Vorliegender Text »
########################################
Ich muß die Ausgabe kürzen, sonst ist es zuviel. usbplatte ist die Platte, die mit nfs beschrieben wird und usbplatte2 die Backup Platte, die von root mittels rsync beschreiben wird. Nur das gelistete Verzeichnis wird immer wieder kopiert. Ansonste befinden sich noch ca 25 GB in dem Backup Verzeichnis.

----------

## firefly

zumindestens das Datum ist unterschiedlich 7 Juli und 11 Juli. Eventuell spielt auch die userid und groupid eine rolle beim sync.

Unter welchem benutzer wird der rsync befehl eigentlich ausgeführt?

Am besten du fügst noch die option hinzu, dass rsync die rechte und benutzer/gruppenIds mit übernimmt.

----------

## Erdie

Ich habe den Verdacht, es liegt an dem fehlenden Archive Mode (-a). Offensichtlich habe ich den Fehler schon länger drin, es ist aber nicht aufgefallen, weil keine neuen Daten dazugekommen sind. Ich mußte das Skript neu anlegen, nachdem mein Raspi den Updatetod gestorben ist und nicht mehr bootete. Der Test läut moemtan. Leider dauert das Kopieren recht lange weil es ca. 4,6 GB im Verzeichnis "Flugtag-Rot2013" sind.
########################################
Bereitgestelltes Material »
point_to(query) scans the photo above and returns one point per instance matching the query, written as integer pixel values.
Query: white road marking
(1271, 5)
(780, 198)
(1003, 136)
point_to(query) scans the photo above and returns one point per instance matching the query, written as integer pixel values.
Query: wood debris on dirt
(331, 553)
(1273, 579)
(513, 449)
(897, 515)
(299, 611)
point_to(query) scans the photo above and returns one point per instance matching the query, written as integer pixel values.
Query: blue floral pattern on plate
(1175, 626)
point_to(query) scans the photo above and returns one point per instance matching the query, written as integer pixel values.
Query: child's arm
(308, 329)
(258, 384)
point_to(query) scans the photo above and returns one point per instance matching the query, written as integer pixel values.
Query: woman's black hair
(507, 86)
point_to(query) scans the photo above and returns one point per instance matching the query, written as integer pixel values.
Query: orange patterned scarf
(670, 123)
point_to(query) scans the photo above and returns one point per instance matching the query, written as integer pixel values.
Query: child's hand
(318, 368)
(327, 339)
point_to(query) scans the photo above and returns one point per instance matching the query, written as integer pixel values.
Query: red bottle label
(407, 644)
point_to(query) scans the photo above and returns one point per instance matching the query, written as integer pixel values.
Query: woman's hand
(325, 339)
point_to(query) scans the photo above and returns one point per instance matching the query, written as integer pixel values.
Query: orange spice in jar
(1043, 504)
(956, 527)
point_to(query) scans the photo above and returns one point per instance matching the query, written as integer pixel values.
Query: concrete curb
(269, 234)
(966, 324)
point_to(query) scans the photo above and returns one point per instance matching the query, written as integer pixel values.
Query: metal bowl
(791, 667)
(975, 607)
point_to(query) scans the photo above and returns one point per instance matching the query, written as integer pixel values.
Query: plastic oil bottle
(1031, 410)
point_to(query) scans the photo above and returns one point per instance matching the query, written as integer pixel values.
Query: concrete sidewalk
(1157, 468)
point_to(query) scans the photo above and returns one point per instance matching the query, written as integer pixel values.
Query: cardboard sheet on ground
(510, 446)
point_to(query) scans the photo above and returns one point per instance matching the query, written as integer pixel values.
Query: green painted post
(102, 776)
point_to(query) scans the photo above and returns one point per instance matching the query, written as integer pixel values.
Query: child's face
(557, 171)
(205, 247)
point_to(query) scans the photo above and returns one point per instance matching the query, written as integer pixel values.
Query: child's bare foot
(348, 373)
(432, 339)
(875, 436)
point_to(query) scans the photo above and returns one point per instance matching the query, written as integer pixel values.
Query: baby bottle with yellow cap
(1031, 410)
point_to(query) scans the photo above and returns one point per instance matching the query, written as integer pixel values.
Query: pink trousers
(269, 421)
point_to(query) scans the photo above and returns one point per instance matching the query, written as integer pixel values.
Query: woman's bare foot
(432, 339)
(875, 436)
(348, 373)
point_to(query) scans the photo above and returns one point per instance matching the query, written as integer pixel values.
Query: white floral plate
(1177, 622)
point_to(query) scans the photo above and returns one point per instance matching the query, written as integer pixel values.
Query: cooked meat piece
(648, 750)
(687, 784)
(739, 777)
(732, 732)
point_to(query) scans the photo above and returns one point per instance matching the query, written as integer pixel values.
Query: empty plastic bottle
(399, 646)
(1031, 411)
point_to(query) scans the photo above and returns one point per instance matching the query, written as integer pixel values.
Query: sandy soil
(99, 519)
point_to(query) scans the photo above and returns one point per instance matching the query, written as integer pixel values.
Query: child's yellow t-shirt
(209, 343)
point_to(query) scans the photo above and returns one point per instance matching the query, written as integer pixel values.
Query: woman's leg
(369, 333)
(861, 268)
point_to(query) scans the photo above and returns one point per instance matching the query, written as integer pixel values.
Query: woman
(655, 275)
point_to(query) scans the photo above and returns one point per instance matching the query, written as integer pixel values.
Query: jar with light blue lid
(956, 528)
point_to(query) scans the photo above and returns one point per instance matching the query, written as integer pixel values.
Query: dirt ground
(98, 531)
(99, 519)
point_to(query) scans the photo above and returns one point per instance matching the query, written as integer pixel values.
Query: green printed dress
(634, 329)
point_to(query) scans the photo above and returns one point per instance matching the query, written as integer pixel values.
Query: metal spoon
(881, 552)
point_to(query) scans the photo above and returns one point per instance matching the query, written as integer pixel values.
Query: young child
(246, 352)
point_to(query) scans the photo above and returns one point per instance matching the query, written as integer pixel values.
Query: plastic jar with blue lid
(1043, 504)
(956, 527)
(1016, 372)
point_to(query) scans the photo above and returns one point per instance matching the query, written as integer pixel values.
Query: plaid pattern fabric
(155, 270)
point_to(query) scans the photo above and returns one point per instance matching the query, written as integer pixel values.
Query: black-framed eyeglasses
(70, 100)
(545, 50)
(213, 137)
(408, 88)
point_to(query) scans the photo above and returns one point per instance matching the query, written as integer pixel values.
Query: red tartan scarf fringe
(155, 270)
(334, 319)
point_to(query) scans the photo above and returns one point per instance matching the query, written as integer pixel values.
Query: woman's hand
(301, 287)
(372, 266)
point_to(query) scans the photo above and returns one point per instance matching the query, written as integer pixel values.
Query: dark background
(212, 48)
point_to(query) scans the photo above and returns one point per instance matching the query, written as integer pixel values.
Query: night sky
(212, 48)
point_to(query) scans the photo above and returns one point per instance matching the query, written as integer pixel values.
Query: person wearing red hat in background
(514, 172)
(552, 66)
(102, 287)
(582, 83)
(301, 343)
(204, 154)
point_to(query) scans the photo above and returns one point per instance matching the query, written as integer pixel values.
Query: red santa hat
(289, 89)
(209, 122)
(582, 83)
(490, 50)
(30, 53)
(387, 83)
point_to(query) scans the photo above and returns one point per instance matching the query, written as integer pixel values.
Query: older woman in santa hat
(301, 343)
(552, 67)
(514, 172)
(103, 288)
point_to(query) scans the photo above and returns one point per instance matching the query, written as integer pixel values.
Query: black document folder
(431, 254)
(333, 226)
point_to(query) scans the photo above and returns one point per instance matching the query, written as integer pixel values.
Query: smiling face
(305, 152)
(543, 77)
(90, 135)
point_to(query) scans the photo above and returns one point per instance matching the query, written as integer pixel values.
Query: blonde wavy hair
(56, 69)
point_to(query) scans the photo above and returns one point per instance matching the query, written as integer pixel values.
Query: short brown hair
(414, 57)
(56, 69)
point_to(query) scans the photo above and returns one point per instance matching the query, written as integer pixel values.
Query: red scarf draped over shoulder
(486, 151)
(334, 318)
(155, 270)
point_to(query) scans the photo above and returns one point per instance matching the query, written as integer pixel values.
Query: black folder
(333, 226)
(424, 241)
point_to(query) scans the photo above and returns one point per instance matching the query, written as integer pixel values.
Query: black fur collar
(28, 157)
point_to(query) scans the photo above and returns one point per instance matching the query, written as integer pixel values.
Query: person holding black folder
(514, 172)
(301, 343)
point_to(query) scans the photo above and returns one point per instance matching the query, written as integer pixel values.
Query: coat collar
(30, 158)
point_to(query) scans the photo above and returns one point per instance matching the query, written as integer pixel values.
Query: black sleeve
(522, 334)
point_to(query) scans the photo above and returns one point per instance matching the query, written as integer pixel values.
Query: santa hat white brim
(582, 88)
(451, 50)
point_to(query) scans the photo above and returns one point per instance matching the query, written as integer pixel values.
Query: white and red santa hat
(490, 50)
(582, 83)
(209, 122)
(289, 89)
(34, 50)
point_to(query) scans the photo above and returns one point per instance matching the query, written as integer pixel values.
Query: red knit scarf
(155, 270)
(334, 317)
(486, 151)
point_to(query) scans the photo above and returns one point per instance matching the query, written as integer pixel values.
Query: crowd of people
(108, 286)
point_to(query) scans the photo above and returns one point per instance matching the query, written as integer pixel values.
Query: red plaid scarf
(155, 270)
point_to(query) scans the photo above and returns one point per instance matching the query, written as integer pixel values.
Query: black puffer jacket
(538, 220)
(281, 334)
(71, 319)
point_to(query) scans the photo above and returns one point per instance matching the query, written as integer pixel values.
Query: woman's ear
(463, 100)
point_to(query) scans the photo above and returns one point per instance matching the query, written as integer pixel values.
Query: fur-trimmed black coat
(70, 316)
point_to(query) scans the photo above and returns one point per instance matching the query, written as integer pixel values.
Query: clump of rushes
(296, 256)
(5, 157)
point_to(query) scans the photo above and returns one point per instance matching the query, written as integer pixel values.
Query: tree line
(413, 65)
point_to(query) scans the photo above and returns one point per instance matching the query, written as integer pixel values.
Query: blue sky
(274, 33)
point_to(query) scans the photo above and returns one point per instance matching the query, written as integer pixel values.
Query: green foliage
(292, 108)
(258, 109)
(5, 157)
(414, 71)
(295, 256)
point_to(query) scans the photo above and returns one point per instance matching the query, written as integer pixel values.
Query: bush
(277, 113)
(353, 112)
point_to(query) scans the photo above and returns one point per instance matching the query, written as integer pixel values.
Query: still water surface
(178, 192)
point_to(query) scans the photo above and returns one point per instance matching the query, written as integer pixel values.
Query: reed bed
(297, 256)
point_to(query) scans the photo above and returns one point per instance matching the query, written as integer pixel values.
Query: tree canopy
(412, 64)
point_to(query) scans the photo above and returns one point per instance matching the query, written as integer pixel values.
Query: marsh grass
########################################
Aufgabenstellung »
Warum ist der Fehler im rsync-Skript laut dem Text über das Backup lange nicht bemerkt worden? Antworte in ein bis drei Sätzen. Die Daten sind eigenständiges Material und gehören nicht zum Text.

Lösung »
Der Fehler ist nicht aufgefallen, weil keine neuen Daten dazugekommen sind. Als Ursache wird der fehlende Archive Mode (-a) vermutet.